**Required work**:
Lines before the one containing "Question. Place a dot on every instance of the young" are excluded; print that line and every line after it through the end of the material below, exactly.

Location identification items:
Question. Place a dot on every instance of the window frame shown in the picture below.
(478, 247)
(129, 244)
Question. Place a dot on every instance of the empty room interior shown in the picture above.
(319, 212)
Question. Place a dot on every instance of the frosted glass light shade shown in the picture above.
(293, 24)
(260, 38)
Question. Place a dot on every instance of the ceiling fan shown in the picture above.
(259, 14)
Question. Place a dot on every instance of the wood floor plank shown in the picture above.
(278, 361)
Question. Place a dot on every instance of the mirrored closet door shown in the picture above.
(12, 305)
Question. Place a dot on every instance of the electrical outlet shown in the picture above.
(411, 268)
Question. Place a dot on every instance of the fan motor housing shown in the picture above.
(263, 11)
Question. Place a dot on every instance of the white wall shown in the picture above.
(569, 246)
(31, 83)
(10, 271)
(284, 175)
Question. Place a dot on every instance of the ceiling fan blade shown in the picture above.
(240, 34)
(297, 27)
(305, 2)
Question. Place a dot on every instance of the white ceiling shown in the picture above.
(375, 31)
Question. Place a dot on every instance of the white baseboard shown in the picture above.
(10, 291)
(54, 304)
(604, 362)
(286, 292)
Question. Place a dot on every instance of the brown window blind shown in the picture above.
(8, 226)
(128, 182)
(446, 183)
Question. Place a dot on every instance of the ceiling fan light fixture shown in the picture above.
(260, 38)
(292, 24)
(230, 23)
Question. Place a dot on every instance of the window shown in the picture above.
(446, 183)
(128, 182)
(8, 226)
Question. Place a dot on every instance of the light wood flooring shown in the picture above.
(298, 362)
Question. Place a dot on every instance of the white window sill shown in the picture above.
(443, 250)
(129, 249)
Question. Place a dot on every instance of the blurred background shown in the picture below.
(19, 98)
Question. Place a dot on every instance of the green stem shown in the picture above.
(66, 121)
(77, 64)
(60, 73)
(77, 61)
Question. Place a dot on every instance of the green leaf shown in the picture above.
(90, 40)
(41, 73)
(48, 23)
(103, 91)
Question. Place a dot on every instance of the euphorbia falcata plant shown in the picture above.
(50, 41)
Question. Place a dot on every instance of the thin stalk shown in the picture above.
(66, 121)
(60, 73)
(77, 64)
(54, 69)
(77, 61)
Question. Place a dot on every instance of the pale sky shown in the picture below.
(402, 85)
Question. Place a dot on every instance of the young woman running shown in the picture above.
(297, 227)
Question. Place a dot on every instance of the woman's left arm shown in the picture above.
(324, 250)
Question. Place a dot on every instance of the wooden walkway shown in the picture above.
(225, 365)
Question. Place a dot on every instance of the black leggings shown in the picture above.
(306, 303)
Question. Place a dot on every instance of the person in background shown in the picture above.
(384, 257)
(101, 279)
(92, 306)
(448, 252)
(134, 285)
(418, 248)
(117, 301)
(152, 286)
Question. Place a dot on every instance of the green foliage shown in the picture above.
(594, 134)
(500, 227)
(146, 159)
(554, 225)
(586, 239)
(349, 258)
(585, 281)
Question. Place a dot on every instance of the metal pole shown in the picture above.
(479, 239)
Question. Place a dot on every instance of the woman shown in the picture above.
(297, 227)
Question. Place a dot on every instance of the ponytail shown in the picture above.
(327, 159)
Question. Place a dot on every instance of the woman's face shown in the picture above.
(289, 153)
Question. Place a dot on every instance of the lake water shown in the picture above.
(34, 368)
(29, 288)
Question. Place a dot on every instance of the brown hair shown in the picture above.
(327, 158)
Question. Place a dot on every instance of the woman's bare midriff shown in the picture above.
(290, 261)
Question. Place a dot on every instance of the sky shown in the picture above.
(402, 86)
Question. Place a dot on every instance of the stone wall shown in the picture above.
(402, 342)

**Completed exercise**:
Question. Place a dot on every instance of the young woman running shown in the picture above.
(297, 227)
Question. Place a dot on every instance of the woman's left arm shown in the picture above.
(324, 250)
Question. Place a dot on every instance of the wooden walkway shown in the picture above.
(225, 365)
Question. Place a dot on every instance of the black leggings shown in the picture above.
(306, 303)
Question. Place a dot on every instance of the person in background shown in the picture above.
(384, 257)
(101, 279)
(92, 306)
(448, 252)
(134, 285)
(418, 248)
(117, 301)
(152, 286)
Question. Place a dot on every instance of the green foliage shown in the picture above.
(594, 134)
(500, 227)
(146, 159)
(554, 225)
(586, 239)
(349, 258)
(585, 281)
Question. Place a dot on every instance of the metal pole shown in the picture above.
(479, 239)
Question. Place a dot on every instance of the woman shown in the picture above.
(297, 227)
Question. Place a dot on every instance of the ponytail shown in the picture above.
(327, 159)
Question. Place a dot on every instance of the woman's face shown in the picture above.
(289, 153)
Question. Place a dot on every instance of the lake water shown in the picture above.
(34, 368)
(29, 288)
Question. Place a dot on every instance of the brown hair shown in the picture above.
(327, 158)
Question. Place a dot on every instance of the woman's bare midriff shown in the picture above.
(290, 261)
Question. Place a dot on every instance of the sky shown in the picture above.
(402, 86)
Question. Place a dot on every instance of the stone wall shown in the picture above.
(402, 342)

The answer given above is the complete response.